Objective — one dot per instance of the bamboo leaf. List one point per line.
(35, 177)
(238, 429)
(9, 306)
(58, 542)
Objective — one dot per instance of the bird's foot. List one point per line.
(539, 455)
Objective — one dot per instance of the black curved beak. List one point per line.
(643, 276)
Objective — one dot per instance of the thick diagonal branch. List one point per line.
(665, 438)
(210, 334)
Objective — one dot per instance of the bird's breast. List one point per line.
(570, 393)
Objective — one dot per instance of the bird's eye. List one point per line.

···

### Work to complete
From the line holding "Objective — one dot per instance of the bird's foot." to the last line of the records, quote each line exactly and add nothing.

### Task response
Objective — one dot per instance of the bird's foot. List one point per line.
(539, 455)
Objective — one dot per instance of the black curved beak. List one point per line.
(643, 276)
Objective — one dot per instance of the thick diagonal branch. List one point per line.
(665, 438)
(210, 334)
Objective — one dot per instance of the bird's breast. List one point per line.
(570, 393)
Objective — one dot per instance of the bird's eye. List one point per line.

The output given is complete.